A run of records
__________________________________________________

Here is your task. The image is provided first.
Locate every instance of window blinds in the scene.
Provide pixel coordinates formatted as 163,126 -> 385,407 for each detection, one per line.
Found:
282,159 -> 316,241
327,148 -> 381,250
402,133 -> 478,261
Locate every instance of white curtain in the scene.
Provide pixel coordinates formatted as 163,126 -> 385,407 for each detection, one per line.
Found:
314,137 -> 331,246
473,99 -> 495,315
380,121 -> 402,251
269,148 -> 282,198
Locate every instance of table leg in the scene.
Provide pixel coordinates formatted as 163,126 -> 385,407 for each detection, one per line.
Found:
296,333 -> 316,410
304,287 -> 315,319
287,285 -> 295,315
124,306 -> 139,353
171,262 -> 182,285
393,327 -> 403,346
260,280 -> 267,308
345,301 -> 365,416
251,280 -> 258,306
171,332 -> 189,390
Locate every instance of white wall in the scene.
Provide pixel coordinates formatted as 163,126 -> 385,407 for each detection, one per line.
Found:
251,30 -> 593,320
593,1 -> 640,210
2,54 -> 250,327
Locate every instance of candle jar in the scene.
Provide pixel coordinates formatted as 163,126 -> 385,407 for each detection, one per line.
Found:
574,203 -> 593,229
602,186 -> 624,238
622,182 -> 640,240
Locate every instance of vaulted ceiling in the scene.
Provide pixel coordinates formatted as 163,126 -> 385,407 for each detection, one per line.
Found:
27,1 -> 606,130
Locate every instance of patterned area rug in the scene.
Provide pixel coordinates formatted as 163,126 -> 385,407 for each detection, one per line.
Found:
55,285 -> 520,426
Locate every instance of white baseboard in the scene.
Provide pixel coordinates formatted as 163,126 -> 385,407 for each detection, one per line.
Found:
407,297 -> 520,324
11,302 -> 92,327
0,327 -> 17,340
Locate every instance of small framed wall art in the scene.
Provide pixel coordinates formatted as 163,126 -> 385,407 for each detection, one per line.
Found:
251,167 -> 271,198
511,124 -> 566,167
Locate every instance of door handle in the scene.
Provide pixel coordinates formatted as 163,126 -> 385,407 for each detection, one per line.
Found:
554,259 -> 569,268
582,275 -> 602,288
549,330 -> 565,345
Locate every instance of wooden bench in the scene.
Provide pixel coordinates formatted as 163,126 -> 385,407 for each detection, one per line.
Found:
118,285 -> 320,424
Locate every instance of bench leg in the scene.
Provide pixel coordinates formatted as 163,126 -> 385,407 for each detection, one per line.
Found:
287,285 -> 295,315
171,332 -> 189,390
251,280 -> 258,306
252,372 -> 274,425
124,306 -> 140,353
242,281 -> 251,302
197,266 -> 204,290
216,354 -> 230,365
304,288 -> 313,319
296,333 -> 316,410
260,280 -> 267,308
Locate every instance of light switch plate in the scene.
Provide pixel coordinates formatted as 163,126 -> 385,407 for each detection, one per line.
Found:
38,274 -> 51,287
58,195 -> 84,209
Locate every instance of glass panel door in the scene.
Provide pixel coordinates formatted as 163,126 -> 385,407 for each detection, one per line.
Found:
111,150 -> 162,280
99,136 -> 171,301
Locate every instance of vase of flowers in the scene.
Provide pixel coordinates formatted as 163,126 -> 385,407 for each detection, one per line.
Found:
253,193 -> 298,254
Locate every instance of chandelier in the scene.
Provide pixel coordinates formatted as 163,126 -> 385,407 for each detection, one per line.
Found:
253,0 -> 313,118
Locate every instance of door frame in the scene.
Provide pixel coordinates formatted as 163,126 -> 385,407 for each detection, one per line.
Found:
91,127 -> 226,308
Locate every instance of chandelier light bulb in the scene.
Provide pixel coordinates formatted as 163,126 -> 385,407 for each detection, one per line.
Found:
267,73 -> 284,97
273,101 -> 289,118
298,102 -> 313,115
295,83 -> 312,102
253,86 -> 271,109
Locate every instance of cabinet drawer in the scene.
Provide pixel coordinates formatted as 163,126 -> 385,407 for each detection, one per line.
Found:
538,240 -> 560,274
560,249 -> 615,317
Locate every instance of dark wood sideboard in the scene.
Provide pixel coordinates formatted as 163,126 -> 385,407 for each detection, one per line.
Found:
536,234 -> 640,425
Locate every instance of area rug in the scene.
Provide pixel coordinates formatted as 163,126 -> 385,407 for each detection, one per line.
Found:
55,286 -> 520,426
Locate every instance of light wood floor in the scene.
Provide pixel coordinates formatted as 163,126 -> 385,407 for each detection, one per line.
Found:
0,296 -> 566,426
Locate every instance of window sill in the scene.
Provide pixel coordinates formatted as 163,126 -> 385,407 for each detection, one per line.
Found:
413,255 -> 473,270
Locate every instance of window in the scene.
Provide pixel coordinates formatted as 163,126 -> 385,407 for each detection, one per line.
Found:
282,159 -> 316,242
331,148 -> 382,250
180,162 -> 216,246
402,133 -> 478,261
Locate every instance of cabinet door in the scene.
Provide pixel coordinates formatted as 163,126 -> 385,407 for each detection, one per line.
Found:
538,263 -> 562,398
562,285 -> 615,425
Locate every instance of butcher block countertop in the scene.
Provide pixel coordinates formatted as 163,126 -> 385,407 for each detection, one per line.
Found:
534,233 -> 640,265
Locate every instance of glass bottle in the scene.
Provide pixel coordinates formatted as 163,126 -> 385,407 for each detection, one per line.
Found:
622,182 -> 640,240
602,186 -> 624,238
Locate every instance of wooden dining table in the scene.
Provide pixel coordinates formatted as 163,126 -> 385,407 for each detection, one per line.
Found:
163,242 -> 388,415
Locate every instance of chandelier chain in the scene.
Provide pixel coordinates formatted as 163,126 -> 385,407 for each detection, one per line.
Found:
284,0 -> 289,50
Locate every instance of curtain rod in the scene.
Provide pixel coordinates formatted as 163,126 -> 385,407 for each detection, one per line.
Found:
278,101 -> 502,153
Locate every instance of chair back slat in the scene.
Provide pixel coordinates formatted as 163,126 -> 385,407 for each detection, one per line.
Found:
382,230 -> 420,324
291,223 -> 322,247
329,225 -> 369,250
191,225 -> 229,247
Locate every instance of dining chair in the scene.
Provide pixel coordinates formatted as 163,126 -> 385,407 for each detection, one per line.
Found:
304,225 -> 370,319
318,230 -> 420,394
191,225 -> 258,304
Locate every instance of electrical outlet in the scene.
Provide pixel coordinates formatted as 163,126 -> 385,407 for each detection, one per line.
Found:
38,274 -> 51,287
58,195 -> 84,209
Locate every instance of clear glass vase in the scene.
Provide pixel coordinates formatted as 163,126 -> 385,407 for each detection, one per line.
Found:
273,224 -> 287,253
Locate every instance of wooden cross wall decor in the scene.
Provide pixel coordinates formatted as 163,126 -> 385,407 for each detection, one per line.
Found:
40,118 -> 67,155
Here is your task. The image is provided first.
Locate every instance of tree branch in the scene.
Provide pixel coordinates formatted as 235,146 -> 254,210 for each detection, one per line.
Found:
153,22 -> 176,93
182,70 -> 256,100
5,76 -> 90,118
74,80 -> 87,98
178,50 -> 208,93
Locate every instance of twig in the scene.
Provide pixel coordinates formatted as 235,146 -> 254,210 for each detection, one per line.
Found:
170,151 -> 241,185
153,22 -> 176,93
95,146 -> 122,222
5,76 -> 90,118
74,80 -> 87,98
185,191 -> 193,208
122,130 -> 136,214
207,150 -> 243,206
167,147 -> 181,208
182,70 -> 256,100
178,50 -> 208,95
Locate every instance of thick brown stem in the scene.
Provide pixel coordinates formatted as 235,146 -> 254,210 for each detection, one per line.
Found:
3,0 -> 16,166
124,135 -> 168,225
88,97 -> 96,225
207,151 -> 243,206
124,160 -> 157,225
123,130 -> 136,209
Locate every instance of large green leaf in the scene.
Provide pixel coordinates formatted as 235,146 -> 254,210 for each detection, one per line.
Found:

__________________________________________________

Task details
Copy the material above line for line, leaving every record intact.

Reply to the exercise
Here is your task. The image is provided first.
Locate every instance of window blinds in the scene.
Provide pixel coordinates formatted as 163,126 -> 385,407 for each detection, one per line.
Found:
282,159 -> 316,241
327,148 -> 381,250
402,133 -> 478,261
Locate every instance of white curtain in the scene.
Provide pixel coordinates formatted as 163,126 -> 385,407 for each detection, one per line.
Found:
314,137 -> 331,246
473,99 -> 495,315
380,121 -> 402,251
269,148 -> 282,198
Locate every instance of table leg in the scene.
Provide pixel coordinates formatted as 163,126 -> 385,407 for each detection, one per line.
Found:
296,333 -> 316,410
304,287 -> 315,319
287,285 -> 295,315
124,306 -> 139,353
171,262 -> 182,285
393,327 -> 403,346
260,280 -> 267,308
345,301 -> 365,416
251,280 -> 258,306
171,332 -> 189,390
Locate every instance of white wall in the scene.
Provide pixel coordinates formatted as 163,126 -> 385,407 for each detection, one per line.
Found:
251,30 -> 593,320
593,1 -> 640,210
2,54 -> 250,327
Locate every instance of candle jar in the scene.
Provide pixel coordinates formatted as 163,126 -> 385,407 for each detection, one per line.
Found:
574,203 -> 593,229
602,186 -> 624,238
622,182 -> 640,240
Locate every instance of vaulted ceiling in the scene.
Provide pixel coordinates formatted as 163,126 -> 385,407 for each detection, one per line.
Found:
27,1 -> 606,130
Locate every instance of patterned area rug in the scene.
Provide pixel coordinates formatted as 163,126 -> 385,407 for each detection, one per line.
Found:
55,285 -> 520,426
Locate every instance of white baseboard in the scene.
Provide pixel coordinates formatted as 163,126 -> 385,407 for each detection, one per line.
Found:
407,297 -> 520,324
11,302 -> 92,327
0,327 -> 17,340
Locate every instance of small framed wall art in the scene.
Provide pixel coordinates formatted as 163,126 -> 385,407 for each detection, one per line.
Found:
251,167 -> 271,198
511,124 -> 566,167
Locate every instance of door handle in the scene.
Provide pixel coordinates formatted as 163,126 -> 385,407 for each detection, one per line.
Found:
554,259 -> 569,268
582,275 -> 602,288
549,330 -> 565,345
Locate every instance of wooden bench in the scene.
Provide pixel coordinates formatted as 163,126 -> 385,407 for each detection, one per line.
Found:
118,285 -> 320,424
Locate every instance of bench leg in the scene.
Provide pixel coordinates formatted as 163,126 -> 385,407 for each detection, one per line.
Found:
287,285 -> 295,315
171,332 -> 189,390
251,280 -> 258,306
252,372 -> 274,425
124,306 -> 140,353
242,281 -> 251,302
197,266 -> 204,290
216,354 -> 230,365
304,288 -> 313,319
296,333 -> 316,410
260,280 -> 267,308
Locate every instance of light switch plate in the scene.
Provide pixel coordinates formatted as 163,126 -> 385,407 for each detection, one per line.
Found:
38,274 -> 51,287
58,195 -> 84,209
Locate every instance of glass panel door in the scene.
Provide pixel coordinates formatted as 163,126 -> 385,407 for each detection, one per line.
Found:
111,150 -> 162,280
99,136 -> 171,301
Locate every instance of vase of flowers in the scene.
Provide pixel coordinates formatted as 163,126 -> 385,407 for each detection, one per line.
Found:
253,193 -> 298,254
Locate every instance of chandelier in the scene.
Provide pixel coordinates formatted as 163,126 -> 385,407 for each detection, one per line.
Found:
253,0 -> 313,118
Locate every instance of door frame in the scene.
Provide pixel coordinates formatted as 163,126 -> 385,407 for each detection, one per line.
Found:
91,127 -> 226,308
Locate every instance of chandelier light bulb in the scene.
Provide pixel coordinates formatted as 163,126 -> 385,407 for each detection, one per line.
Found:
267,73 -> 284,97
273,101 -> 289,118
298,102 -> 313,115
295,83 -> 312,102
253,86 -> 271,109
Locate every instance of cabinet drawer in the scene.
Provide pixel coordinates formatted as 163,126 -> 385,407 for each detection, one per line.
Found:
538,240 -> 560,274
560,249 -> 615,317
Locate every instance of dark wood sideboard in the scene.
Provide pixel coordinates formatted as 163,126 -> 385,407 for each detection, one per line.
Found:
536,234 -> 640,425
Locate every instance of area rug in the scene.
Provide pixel coordinates formatted as 163,126 -> 385,407 for each detection, one per line.
Found:
55,286 -> 520,426
Locate every instance of light wood floor in the scene.
Provide pixel coordinates formatted as 163,126 -> 385,407 for each detection, one per line.
Found:
0,296 -> 566,426
Locate every instance of window sill in the scene.
Provide pixel coordinates formatted as 163,126 -> 385,407 for each detection, one per line.
Found:
413,255 -> 473,270
Locate every instance of window in the scene.
Provide pixel coordinates formatted as 163,126 -> 385,407 for each detection, one per line.
Found:
282,159 -> 316,242
331,148 -> 382,250
180,162 -> 216,246
402,133 -> 478,261
Locate every instance of cabinet door in the scene.
Provide pixel coordinates formatted as 163,126 -> 385,407 for each detection, one per line.
Found:
538,263 -> 562,398
562,285 -> 615,425
Locate every instance of butcher block countertop in the scene.
Provide pixel coordinates formatted as 163,126 -> 385,407 for each detection, one per line.
Found:
534,233 -> 640,265
Locate every instance of glass bottle in the scene.
Provide pixel coordinates formatted as 163,126 -> 385,407 for each detection, one per line.
Found:
622,182 -> 640,240
602,186 -> 624,238
Locate every instance of wooden dining table in the scene.
Provide pixel coordinates formatted as 163,126 -> 385,407 for each detection, one per line.
Found:
163,242 -> 388,415
Locate every instance of chandelier chain in the scene.
Provide pixel coordinates formatted as 163,126 -> 385,407 for each detection, one per line.
Found:
284,0 -> 289,50
Locate every instance of curtain rod in the scene.
Provide pixel coordinates formatted as 163,126 -> 385,407 for each detection, one per line.
Found:
278,101 -> 502,153
Locate every instance of chair back slat in the scene.
Provide pixel coordinates formatted as 163,126 -> 385,407 for each detection, one per line.
Found:
382,230 -> 420,324
291,223 -> 322,247
329,225 -> 369,250
191,225 -> 229,247
Locate every instance of dining chair in the scene.
Provide pixel coordinates formatted as 163,126 -> 385,407 for each detection, one per line.
Found:
304,225 -> 370,319
318,230 -> 420,394
191,225 -> 258,304
Locate every instance of electrical outlet in the scene.
Provide pixel coordinates formatted as 163,126 -> 385,407 for each detection, one per line.
Found:
38,274 -> 51,287
58,195 -> 84,209
Locate every instance of clear glass vase in the scene.
Provide pixel coordinates formatted as 163,126 -> 385,407 for each detection, one per line.
Found:
273,224 -> 287,253
Locate every instance of wooden cross wall decor in the scene.
Provide pixel coordinates formatted as 163,126 -> 385,407 for each detection, one per line.
Found:
40,118 -> 67,155
Here is your task. The image is provided first.
Locate every instance of tree branch in the scene.
Provide pixel coordinates formatted as 235,146 -> 254,210 for each detection, one per line.
Found:
153,22 -> 176,93
182,70 -> 256,100
5,76 -> 90,118
74,80 -> 87,98
178,50 -> 208,93
Locate every instance of twig in the scene.
Provide pixel coordinates formatted as 235,146 -> 254,210 for each detection, one per line.
Found:
170,151 -> 241,185
153,22 -> 176,93
95,146 -> 122,222
5,76 -> 90,118
74,80 -> 87,98
185,191 -> 193,208
122,130 -> 136,214
207,150 -> 243,206
167,147 -> 181,208
182,70 -> 256,100
178,50 -> 208,95
Locate every instance of thick brown stem in the scene.
Provide pixel coordinates formatted as 235,146 -> 254,210 for each detection, one per line.
Found:
3,0 -> 16,166
124,135 -> 168,225
88,97 -> 96,225
207,151 -> 243,206
124,160 -> 157,225
123,130 -> 136,209
Locate every instance of large green leaf in the scene.
Provide pixel coordinates formatted as 235,146 -> 254,210 for each detection, one per line.
Found:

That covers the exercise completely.